_WHAT NEEDS TO BE DONE_
Return only the lines running from the top of the entries to the line with "pink flower, formatted", inclusive, exactly as written.

_RECORDS TO USE_

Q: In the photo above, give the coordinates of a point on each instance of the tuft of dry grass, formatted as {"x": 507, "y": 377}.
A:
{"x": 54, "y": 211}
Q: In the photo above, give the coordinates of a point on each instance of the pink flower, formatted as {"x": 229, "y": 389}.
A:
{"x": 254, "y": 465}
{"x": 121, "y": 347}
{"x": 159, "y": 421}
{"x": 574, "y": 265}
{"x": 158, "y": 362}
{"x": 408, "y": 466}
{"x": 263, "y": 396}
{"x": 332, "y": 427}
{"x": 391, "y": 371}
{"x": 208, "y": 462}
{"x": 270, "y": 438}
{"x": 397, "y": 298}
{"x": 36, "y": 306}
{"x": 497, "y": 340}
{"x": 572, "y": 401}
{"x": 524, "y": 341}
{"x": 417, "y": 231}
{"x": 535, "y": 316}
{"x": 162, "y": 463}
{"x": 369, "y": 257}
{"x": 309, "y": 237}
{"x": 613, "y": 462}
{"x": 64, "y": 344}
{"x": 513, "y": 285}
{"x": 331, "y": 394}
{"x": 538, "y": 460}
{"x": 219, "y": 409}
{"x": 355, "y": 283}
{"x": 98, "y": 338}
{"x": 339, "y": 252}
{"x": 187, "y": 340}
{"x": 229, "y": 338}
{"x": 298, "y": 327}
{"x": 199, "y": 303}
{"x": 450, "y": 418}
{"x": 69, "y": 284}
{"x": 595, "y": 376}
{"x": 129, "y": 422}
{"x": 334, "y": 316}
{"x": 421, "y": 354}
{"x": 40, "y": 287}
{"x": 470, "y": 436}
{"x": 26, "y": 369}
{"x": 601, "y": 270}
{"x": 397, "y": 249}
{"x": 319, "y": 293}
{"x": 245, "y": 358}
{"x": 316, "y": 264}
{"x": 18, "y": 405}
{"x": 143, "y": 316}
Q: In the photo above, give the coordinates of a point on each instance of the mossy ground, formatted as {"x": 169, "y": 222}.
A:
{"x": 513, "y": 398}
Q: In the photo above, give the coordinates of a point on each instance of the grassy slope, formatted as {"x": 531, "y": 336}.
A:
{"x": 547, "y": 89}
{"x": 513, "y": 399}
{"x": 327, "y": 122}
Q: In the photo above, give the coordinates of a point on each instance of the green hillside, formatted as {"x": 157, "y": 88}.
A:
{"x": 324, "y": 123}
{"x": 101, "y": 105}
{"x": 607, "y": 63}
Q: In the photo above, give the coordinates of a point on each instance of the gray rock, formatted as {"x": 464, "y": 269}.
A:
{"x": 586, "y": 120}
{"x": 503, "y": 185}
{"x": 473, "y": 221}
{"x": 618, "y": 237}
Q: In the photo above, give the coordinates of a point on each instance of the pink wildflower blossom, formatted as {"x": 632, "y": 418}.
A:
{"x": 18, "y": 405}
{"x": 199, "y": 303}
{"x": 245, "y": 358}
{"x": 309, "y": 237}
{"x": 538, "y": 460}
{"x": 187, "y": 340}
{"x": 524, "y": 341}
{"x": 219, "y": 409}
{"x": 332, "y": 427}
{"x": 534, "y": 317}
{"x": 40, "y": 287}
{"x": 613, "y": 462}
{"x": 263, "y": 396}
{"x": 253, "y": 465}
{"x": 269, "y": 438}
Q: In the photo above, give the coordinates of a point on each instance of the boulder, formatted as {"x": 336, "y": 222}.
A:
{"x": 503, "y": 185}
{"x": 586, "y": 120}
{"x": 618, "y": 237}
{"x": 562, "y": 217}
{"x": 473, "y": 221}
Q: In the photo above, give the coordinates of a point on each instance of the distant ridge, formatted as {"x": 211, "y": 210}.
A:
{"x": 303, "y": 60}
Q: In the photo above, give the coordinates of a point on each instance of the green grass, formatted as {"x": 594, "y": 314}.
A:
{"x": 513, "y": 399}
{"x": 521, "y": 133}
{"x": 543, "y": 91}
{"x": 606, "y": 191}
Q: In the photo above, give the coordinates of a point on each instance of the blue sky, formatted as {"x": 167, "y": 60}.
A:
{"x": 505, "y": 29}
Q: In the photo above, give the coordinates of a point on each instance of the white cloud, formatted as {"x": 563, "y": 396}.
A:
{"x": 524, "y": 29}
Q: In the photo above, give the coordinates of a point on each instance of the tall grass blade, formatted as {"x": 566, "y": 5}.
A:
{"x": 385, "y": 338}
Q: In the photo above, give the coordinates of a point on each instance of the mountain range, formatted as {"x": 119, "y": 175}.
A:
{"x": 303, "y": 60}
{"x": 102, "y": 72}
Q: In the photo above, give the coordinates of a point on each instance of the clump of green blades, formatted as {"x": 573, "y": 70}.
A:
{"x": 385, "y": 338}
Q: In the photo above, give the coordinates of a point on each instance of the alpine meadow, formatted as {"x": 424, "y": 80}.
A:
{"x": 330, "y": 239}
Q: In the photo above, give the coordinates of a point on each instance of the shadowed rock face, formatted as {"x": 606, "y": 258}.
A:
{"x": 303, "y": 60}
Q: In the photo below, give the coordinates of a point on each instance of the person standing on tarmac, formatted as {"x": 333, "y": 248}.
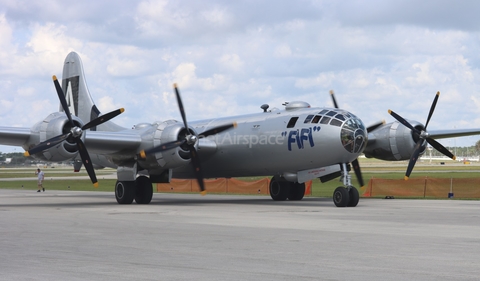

_EXERCISE RESULT_
Q: In the photo above, give the coordinates of a point on each instance of the tuft of dry grass, formatted as {"x": 507, "y": 377}.
A:
{"x": 54, "y": 211}
Q: In the photo above, give the coordinates of a point on each instance of the pink flower, formatted as {"x": 229, "y": 389}.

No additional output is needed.